» Exercise requirements: Rewrite the entries below, changing every "pointer" to "locator" and keeping everything else the same.
___ Excerpted data ___
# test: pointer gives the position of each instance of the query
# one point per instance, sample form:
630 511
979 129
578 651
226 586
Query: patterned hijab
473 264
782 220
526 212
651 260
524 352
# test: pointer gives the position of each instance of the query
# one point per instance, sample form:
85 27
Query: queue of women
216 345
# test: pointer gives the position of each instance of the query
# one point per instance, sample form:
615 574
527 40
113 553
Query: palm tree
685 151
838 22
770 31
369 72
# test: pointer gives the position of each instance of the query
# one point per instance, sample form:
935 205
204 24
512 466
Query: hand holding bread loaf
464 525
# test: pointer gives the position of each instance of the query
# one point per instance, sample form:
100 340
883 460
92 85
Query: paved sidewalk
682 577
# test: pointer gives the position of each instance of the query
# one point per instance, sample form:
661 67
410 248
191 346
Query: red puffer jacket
___
» Written solution:
# test: locator gives the position of each instance of the query
# one point per instance, sample form:
630 511
979 129
578 651
226 586
Query: patterned hijab
473 264
782 220
526 212
651 260
524 352
# test: locator gives the position of each instance of the query
# one point per instance, sample form:
85 27
Query: queue of women
216 345
# test: locator gives the position of each instance of the query
# one point per instance, sample form:
615 574
527 40
113 553
Query: palm tree
685 151
838 22
770 31
369 72
# test: locator gives the position of each instance of the query
# one point per instance, sample form:
935 205
204 24
512 466
Query: hand holding bread loaf
464 525
# test: locator gives the position of each instance of the query
# one point per instance, sample form:
100 340
883 460
92 85
Query: paved sidewalk
682 577
# test: locator gives the position of each instance of the query
# one point per instance, sample form:
661 67
410 248
191 346
Query: red puffer jacket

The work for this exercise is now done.